Studio album by Dan Seals
- Released: June 29, 1988
- Recorded: 1987
- Studio: Nightingale Studio and GroundStar Laboratories (Nashville, Tennessee); Morningstar Sound Studio (Hendersonville, Tennessee);
- Genre: Country
- Length: 41:21
- Label: Capitol
- Producer: Kyle Lehning

Dan Seals chronology
| The Best (1987) | Rage On (1988) | On Arrival (1990) |

Singles from Rage On
- "Addicted" Released: May 1988; "Big Wheels in the Moonlight" Released: September 1988; "They Rage On" Released: February 1989;

= Rage On =

Rage On is the seventh studio album by American country music artist Dan Seals, released on June 29, 1988, by Capitol Records. The album charted at number 6 on the Top Country Albums chart, his second highest-charting album since Won't Be Blue Anymore in 1985. The Singles released were "Addicted", "Big Wheels in the Moonlight", and "They Rage On"; the first two both went to Number One on Hot Country Songs and the title track peaked at number five on the same chart.

-------------------------

*Direction A*.
Check each statement against the album page and answer yes or no, quoting the words that decide it: (i) Rage On was released by Capitol Records; (ii) the title track reached Number One on Hot Country Songs; (iii) the album was recorded in 1988.
*Direction B*.
Repeat word for word the part of the album page starting at "Rage On is the" and ending at "the same chart.".

Picture annotation records:
-------------------------

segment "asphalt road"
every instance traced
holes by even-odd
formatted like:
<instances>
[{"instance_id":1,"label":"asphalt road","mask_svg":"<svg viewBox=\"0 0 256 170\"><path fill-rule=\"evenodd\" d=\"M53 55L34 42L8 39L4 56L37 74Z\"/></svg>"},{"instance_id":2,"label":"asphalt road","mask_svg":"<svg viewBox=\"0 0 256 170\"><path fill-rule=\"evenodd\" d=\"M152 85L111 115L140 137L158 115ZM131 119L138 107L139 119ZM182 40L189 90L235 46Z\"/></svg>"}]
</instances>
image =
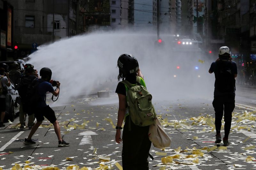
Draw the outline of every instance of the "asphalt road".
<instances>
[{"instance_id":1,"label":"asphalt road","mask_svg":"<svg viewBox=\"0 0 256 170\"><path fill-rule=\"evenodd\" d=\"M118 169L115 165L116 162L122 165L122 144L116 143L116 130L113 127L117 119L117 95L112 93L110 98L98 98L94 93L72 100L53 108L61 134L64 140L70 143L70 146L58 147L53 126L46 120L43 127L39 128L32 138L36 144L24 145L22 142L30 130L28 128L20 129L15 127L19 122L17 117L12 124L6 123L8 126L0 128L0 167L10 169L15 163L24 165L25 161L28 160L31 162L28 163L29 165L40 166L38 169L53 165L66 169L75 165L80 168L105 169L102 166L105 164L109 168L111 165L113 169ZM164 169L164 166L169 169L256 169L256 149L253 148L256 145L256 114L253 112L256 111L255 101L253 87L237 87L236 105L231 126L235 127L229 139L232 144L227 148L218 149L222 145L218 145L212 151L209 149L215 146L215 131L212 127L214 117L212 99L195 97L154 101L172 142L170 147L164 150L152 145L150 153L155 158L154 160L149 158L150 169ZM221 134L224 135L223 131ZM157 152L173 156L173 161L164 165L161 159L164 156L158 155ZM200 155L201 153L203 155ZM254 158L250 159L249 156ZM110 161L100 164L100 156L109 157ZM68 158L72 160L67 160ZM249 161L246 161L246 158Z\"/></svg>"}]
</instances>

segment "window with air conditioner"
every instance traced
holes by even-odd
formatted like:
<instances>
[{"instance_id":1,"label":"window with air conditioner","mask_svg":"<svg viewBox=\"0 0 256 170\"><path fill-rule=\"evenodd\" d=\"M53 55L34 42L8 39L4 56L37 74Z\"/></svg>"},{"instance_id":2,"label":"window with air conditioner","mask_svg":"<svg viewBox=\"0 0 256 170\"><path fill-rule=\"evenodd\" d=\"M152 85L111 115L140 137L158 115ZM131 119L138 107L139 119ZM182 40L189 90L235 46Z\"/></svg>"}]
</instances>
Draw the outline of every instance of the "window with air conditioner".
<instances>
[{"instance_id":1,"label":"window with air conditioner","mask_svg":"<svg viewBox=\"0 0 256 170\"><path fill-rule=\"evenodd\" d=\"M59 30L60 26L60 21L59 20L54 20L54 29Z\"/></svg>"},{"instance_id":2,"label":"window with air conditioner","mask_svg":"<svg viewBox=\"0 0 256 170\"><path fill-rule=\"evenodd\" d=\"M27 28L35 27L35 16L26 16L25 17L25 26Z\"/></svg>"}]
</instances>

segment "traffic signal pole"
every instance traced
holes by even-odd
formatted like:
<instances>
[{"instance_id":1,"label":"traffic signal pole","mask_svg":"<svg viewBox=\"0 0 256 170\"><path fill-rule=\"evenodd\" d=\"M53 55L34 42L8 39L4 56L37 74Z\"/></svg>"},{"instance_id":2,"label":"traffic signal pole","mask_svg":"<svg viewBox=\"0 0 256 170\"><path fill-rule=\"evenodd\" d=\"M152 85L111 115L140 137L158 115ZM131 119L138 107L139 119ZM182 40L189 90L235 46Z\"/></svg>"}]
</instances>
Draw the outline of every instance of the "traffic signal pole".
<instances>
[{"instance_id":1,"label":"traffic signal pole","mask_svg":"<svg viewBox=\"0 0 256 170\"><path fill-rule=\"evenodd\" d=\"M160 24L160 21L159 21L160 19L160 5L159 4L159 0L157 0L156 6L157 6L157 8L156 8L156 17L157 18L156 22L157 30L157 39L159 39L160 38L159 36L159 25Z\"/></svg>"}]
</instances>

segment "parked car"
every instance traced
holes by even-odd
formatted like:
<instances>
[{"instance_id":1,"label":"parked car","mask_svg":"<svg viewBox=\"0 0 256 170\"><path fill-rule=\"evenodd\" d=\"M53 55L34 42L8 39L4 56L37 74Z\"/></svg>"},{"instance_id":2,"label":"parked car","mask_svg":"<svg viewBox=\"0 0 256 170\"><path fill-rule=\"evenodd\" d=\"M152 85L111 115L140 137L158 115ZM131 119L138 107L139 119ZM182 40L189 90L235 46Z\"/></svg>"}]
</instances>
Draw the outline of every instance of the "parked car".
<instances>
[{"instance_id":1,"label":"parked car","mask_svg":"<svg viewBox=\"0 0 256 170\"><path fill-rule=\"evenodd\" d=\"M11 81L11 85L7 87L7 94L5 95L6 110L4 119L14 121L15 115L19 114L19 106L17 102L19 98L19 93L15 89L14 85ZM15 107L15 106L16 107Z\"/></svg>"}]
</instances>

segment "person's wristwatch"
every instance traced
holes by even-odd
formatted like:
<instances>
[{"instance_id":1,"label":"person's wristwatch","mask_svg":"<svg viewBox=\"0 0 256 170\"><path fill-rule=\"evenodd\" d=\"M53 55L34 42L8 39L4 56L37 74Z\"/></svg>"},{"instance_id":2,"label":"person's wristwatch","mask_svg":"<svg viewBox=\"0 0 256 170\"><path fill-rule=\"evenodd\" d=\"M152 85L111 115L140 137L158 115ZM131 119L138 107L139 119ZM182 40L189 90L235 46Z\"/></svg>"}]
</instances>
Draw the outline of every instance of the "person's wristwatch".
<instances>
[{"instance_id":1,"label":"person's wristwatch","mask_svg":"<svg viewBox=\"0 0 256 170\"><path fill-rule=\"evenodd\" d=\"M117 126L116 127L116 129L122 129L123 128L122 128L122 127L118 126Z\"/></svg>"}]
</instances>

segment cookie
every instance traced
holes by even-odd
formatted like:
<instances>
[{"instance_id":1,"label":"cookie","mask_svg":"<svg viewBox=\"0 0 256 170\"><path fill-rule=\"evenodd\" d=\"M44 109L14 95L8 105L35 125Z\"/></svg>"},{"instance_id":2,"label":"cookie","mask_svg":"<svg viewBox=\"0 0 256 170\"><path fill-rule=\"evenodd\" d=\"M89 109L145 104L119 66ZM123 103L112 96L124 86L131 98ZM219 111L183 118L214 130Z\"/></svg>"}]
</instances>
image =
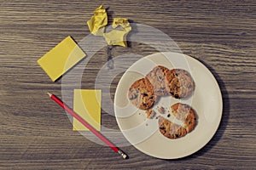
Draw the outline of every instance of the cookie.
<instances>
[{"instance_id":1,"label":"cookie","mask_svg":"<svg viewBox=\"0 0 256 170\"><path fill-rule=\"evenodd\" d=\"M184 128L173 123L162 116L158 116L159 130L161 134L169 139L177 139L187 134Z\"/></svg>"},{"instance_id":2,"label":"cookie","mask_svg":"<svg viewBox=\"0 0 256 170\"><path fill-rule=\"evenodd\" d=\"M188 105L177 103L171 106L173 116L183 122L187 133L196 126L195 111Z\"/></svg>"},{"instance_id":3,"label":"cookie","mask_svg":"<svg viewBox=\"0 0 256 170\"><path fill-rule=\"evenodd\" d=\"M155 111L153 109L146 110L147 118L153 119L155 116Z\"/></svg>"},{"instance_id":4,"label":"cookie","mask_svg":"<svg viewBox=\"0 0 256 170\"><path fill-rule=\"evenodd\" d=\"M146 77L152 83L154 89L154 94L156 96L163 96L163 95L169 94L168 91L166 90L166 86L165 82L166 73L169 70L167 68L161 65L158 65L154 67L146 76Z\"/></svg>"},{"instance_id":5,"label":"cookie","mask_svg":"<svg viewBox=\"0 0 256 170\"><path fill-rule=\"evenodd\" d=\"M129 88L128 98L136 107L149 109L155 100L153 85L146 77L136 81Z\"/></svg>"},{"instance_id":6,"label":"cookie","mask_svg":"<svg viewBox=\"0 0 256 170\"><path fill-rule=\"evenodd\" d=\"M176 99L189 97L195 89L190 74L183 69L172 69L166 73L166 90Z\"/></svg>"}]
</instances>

-------------------------

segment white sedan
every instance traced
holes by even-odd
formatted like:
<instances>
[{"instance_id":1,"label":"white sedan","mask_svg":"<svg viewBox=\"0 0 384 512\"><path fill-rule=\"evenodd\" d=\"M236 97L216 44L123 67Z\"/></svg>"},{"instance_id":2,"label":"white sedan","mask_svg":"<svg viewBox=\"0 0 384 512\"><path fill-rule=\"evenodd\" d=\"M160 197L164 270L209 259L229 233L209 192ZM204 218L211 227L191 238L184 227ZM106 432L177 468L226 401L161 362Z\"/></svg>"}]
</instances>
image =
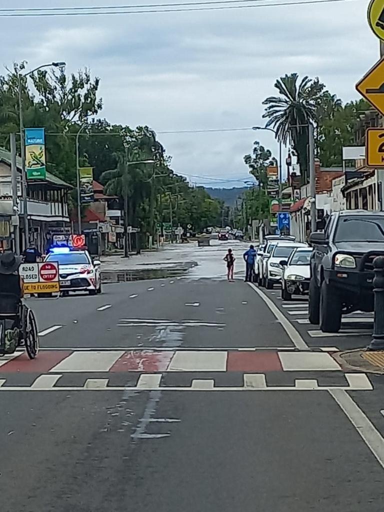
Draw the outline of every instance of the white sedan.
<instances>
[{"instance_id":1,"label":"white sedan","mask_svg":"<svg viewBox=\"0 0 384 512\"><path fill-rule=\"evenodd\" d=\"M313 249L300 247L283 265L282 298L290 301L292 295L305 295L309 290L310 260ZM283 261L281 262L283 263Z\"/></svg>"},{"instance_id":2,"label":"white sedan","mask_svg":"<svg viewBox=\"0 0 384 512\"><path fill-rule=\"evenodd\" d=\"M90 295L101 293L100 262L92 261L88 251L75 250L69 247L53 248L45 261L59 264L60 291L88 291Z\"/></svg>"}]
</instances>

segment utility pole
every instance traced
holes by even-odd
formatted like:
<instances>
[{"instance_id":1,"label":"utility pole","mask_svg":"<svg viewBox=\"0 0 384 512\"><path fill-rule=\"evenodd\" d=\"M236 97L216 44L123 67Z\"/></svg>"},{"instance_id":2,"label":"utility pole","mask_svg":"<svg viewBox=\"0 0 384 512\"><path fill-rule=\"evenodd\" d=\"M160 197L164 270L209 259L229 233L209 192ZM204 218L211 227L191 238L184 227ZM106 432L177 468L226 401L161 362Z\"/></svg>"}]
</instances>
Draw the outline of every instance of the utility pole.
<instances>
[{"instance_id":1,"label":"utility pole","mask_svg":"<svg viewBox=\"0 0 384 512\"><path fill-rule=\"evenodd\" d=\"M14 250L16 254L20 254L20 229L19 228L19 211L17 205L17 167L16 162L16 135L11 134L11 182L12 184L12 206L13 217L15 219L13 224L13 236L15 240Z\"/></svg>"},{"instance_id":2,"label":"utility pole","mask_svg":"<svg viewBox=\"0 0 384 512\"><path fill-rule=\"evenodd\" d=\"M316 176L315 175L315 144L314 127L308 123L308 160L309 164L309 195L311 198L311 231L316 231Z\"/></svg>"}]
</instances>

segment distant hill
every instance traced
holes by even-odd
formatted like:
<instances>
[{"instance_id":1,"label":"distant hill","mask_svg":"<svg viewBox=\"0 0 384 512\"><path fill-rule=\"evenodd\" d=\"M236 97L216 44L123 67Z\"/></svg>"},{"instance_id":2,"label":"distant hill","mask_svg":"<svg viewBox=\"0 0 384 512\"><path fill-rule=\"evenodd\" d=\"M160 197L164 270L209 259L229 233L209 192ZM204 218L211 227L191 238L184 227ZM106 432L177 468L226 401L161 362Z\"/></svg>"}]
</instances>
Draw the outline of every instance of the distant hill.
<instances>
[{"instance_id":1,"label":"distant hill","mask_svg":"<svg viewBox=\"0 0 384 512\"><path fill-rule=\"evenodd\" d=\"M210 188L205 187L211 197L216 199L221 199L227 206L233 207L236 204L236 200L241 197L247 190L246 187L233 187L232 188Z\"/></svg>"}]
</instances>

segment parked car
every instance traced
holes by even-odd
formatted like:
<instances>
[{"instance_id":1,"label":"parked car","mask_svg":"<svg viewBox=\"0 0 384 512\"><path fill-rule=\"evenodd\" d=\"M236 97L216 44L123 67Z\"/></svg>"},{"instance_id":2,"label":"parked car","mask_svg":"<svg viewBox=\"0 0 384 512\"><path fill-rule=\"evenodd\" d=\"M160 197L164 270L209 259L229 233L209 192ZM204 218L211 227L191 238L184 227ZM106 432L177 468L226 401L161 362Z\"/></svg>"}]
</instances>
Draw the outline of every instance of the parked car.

-------------------------

*Response A*.
(i) Yes: "released on June 29, 1988, by Capitol Records"
(ii) No: "the title track peaked at number five on the same chart"
(iii) No: "Recorded: 1987"

*Response B*.
Rage On is the seventh studio album by American country music artist Dan Seals, released on June 29, 1988, by Capitol Records. The album charted at number 6 on the Top Country Albums chart, his second highest-charting album since Won't Be Blue Anymore in 1985. The Singles released were "Addicted", "Big Wheels in the Moonlight", and "They Rage On"; the first two both went to Number One on Hot Country Songs and the title track peaked at number five on the same chart.